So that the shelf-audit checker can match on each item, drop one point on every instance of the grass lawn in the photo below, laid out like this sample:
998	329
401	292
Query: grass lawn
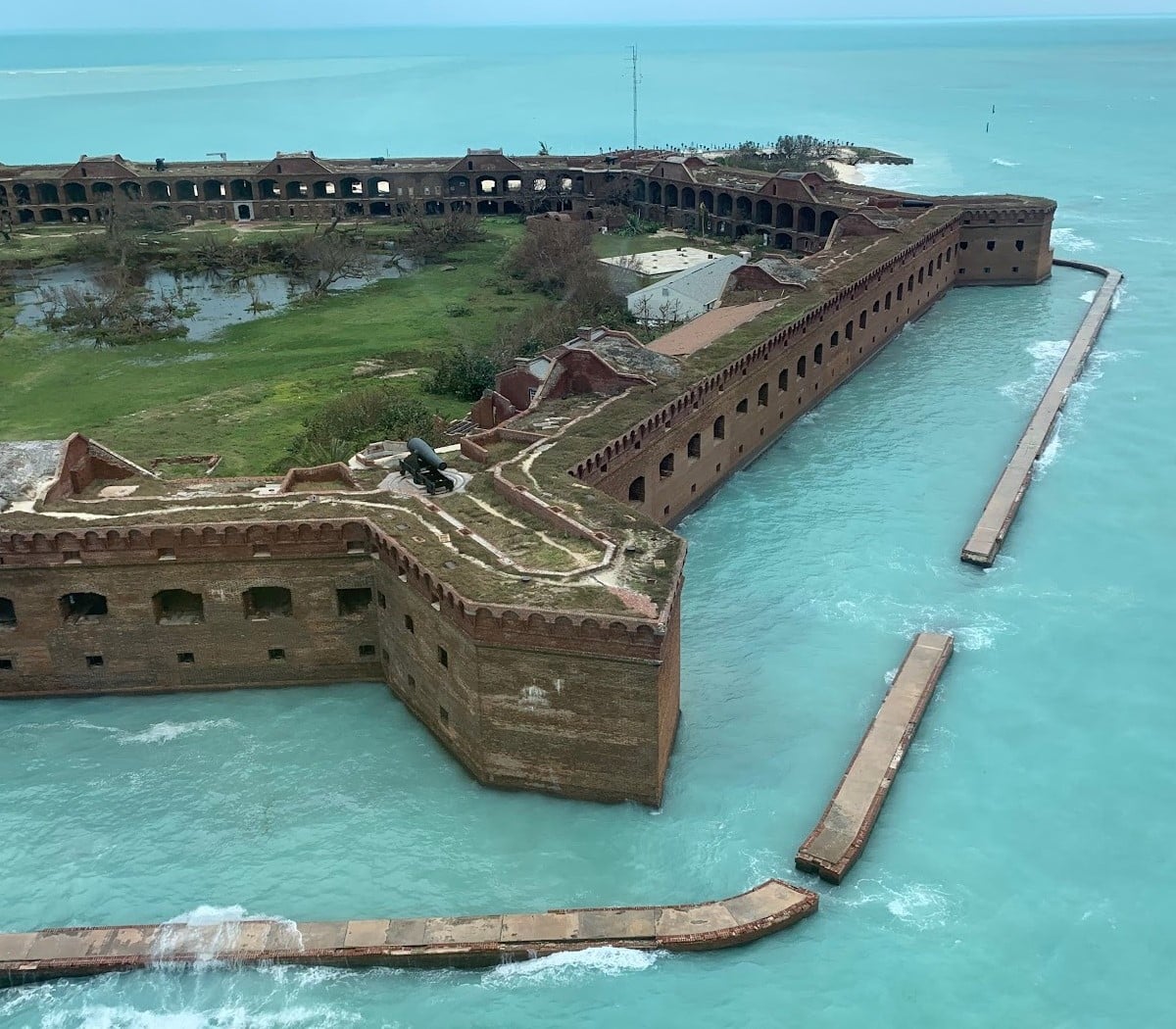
247	392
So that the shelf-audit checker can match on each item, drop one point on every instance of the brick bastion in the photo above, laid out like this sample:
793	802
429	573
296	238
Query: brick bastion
530	621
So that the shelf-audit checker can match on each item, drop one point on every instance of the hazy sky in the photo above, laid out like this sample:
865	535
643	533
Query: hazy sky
305	13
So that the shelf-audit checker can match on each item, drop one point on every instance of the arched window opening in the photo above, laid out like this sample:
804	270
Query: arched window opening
82	607
353	601
177	607
263	603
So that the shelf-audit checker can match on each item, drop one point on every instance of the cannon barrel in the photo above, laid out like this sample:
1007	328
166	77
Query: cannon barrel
426	453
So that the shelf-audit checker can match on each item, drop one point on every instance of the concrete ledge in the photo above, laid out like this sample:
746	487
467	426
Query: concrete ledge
845	828
1004	500
459	942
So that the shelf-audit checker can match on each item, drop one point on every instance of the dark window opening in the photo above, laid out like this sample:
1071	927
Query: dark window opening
268	603
353	601
81	607
177	607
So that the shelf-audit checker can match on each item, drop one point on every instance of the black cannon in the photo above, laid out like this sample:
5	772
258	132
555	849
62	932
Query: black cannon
426	467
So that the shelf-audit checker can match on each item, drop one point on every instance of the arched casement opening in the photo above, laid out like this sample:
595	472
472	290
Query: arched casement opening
177	607
82	607
263	603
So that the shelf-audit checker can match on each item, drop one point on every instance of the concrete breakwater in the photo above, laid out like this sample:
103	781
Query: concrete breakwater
1004	500
845	828
458	942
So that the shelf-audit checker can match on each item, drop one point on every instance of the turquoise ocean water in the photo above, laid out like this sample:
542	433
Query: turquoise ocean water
1022	871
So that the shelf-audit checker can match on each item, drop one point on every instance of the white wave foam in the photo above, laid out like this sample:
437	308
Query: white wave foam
916	905
210	932
1067	239
573	964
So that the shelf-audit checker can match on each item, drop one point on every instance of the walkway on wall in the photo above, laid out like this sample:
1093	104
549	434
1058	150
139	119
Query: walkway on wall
1004	500
845	828
459	942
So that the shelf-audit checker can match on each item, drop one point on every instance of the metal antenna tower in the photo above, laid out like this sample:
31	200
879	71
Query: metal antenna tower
633	57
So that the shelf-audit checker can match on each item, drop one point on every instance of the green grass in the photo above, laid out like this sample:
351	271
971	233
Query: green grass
246	393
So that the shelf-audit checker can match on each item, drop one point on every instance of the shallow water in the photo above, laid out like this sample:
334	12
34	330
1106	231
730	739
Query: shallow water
1022	870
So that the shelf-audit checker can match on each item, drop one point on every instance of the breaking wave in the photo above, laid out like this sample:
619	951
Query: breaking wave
570	964
1067	239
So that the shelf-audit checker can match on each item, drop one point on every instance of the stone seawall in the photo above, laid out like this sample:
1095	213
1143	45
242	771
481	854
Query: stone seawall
1004	501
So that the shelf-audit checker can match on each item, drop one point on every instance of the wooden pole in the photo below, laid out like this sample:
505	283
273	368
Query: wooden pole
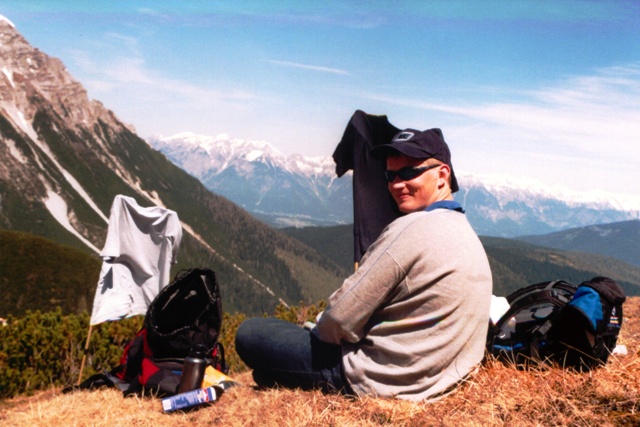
84	354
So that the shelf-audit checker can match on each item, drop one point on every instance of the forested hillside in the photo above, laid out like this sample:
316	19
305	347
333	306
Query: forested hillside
513	263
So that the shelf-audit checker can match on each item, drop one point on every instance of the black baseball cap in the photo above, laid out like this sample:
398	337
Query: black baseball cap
420	145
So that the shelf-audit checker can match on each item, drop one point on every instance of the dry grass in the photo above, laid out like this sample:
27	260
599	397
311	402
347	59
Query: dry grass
497	396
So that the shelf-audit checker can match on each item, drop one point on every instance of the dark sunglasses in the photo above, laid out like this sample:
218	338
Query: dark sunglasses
408	173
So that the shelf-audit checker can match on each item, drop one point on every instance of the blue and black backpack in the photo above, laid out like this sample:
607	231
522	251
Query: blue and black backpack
573	326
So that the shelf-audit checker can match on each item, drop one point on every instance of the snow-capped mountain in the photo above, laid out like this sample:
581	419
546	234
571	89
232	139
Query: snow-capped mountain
297	190
65	157
282	190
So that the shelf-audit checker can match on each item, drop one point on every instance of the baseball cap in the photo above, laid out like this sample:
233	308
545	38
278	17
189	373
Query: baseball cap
420	145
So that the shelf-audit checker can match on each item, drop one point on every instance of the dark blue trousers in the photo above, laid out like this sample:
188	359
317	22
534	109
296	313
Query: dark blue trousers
286	355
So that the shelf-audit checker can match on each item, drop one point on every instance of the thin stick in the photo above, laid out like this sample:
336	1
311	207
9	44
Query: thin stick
84	354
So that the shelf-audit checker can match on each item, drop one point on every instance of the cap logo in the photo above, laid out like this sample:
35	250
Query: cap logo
404	136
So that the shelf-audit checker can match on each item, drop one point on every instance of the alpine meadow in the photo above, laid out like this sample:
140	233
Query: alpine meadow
64	158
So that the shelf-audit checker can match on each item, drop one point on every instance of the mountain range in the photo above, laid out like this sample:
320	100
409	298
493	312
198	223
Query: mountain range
301	191
514	263
64	157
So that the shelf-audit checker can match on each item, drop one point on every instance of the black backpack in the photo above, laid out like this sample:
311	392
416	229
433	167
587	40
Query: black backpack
187	313
558	322
590	324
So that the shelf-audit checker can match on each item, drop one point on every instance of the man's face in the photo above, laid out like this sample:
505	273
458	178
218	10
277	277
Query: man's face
415	194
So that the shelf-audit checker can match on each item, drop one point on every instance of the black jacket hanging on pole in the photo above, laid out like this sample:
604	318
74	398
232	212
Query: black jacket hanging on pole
373	205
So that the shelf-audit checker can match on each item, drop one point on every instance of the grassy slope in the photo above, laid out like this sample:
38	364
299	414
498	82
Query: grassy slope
497	395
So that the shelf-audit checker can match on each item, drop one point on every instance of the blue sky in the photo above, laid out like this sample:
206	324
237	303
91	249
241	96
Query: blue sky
548	90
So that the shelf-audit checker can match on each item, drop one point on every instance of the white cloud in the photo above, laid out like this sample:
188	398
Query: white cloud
310	67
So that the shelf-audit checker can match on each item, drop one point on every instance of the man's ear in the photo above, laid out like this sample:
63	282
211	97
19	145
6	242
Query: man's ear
444	175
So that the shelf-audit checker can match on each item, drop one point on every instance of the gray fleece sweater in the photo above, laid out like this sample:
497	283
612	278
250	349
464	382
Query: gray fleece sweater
412	321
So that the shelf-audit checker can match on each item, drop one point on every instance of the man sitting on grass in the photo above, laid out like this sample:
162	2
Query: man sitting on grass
412	321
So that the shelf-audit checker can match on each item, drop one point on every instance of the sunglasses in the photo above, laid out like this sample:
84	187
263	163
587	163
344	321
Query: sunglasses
408	173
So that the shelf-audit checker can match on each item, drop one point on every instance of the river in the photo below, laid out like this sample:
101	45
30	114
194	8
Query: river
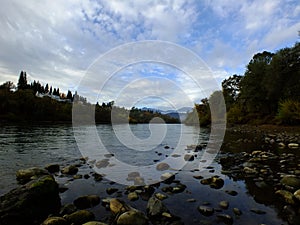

* * * * *

▶ **TASK PROMPT**
Copy nothing outside the span: please output the lines from the one with "the man sitting" through the end of the entries above, and skip the pictures.

▶ **EXPECTED ANSWER**
So that the shelf-audit checker can match on each item, drop one point on every instance of the man sitting on grass in the photo above, laid out like this sample:
162	2
Query: man sitting on grass
412	321
So that the shelf-audit checker can match on each item, drop one point on every instance of the sunglasses in the photo above, laid out like this sample:
84	187
263	163
587	163
344	321
Query: sunglasses
408	173
So that the shelf-audit checker can match on each item, drop one point on every instance of the river in the photo below, laid out like this sample:
101	45
30	114
194	8
Query: river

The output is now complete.